WHAT IS NEEDED.
Reproduce every one of the records below word for word, preserving their order.

PROVIDED DATA.
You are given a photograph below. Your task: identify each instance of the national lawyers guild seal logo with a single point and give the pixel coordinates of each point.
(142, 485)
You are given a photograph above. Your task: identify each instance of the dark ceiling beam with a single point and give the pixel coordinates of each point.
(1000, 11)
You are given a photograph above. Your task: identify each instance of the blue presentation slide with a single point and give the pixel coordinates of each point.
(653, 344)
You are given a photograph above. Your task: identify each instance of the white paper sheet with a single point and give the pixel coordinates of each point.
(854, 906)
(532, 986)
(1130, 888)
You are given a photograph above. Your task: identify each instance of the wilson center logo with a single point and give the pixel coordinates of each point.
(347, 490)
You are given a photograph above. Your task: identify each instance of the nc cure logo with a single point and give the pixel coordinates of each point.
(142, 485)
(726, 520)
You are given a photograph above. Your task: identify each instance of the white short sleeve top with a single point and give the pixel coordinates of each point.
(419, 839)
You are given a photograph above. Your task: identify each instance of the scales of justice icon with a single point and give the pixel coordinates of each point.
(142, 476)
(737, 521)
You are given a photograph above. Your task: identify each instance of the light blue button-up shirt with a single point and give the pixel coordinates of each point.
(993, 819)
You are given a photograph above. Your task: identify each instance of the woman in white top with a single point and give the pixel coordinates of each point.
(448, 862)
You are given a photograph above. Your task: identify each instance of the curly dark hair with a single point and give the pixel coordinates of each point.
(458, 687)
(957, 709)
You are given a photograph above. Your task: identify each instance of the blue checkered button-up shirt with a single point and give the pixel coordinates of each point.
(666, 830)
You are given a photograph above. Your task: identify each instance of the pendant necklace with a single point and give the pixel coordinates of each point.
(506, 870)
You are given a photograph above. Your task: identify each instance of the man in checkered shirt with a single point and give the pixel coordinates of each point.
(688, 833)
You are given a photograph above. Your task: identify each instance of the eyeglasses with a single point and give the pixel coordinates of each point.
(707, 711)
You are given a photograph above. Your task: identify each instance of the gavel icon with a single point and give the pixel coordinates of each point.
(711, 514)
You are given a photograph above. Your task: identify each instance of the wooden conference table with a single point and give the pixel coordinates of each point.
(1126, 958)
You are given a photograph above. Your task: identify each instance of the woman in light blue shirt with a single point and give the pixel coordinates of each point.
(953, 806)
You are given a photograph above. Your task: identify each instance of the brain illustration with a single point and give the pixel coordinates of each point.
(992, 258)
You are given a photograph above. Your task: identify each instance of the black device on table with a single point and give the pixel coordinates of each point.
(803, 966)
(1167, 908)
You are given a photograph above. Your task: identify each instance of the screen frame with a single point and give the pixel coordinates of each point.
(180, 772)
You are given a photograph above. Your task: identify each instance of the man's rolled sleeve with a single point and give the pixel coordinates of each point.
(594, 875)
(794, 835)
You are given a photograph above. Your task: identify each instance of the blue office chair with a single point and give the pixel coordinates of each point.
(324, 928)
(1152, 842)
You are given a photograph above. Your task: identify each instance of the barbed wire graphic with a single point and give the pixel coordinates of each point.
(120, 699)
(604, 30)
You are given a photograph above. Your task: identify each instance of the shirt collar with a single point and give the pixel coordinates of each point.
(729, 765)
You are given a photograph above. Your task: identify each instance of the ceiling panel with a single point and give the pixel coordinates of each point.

SOLVED PROBLEM.
You are given a photograph below. Your task: identify each instance of the national lawyers guild seal logo with a single point and give the pixel coordinates of each point.
(142, 485)
You are given a photograph above. Your task: identify each instance of the dark ceiling beam with a single point and give the pixel coordinates of each point.
(1000, 11)
You are given a photograph above. Your task: identify each instance of the blue presentation slide with a single point and give the pixel coordinates of each point.
(653, 344)
You are given a photograph above. Your task: identify each instance of the white paper sheet with a single point and give the pixel coordinates of each point.
(854, 906)
(532, 986)
(1130, 888)
You are given a photograph above. Your task: identify each instance of the wilson center logo with a single point and give the pixel coordinates of each point.
(347, 490)
You are given a photograph above. Your task: identify each instance of the nc cure logo with a single point and give the pixel coordinates of each point.
(142, 485)
(726, 520)
You are given a photograph above. Your task: identify each instance of the white short sleeve top with a single point and give the pixel coordinates of each point.
(419, 839)
You are given a photograph above. Your task: identify each instance of the scales of justice icon with a single point and give the pixel coordinates of each point.
(142, 476)
(737, 521)
You are given a photograph above. Your task: identify each instance of the light blue button-up shirt with a single point and give the pixel coordinates of each point.
(993, 819)
You are given a photograph above. Your task: identify each instance of the woman in white top with a single point and give the pixel coordinates of each point.
(448, 862)
You are given a photograph above. Your task: identify each instance of the curly dark hair with a single point and give the pixel coordinates of each point.
(458, 687)
(957, 709)
You are given a photograph above. Your task: identify each instance of the blue checkered button-up shirt with a single point and give the pixel coordinates of each point.
(666, 830)
You are given a photograph above. Your task: identify each instance of the pendant necklace with a single point and give the pixel coordinates of each point.
(506, 870)
You are given a photograph above. Your task: identify each instance of the man in checkered shirt with a single point and give the pixel coordinates of each point.
(688, 833)
You are given a photograph above. Your task: identify each instance of the eyeglasses with a single point and give the pixel coordinates of each point.
(707, 711)
You are given a photograph above. Your task: identify each instance of the gavel icon with a single point and give the pixel coordinates of each point.
(711, 514)
You are given a photograph above. Your task: identify each instance of the wooden conference table with a single point and give the pixel coordinates of each point.
(1126, 958)
You are given a photograph above. Your task: identify each instance of the woman in light blue shirt with a single point and give the pixel coordinates of each point.
(953, 806)
You are given a photograph above. Your task: identify each instance of the brain illustration with a single point and give the pixel coordinates of each point.
(992, 258)
You are given a photograph above. Your task: identify each instance of the black device on table with a single point and give the pixel coordinates of each point.
(803, 966)
(1167, 908)
You are given a photograph above. Your task: identify each instance of the screen frame with a single point and give the pixel coordinates of each point.
(180, 772)
You are given a photograph above. Your task: identify each instance of the man's rolled sleeve with a single point and give the pixel coordinates of each point.
(594, 875)
(794, 835)
You are given a photograph above. Your task: identify each instance of the blue office chair with a single point and give the pixel coordinates of each point.
(324, 928)
(1152, 842)
You are given a photograph above. Your task: identify each instance of the barbed wire graphic with a single point and give the pixel coordinates of each point.
(120, 699)
(604, 30)
You are given a photograph above. Your task: identify each instance of the shirt collar with a single point and give the pixel coordinates of each point.
(729, 765)
You are given a photograph above. Your task: identify each instance of the ceiling panel with a single point and give the pixel coordinates of each point.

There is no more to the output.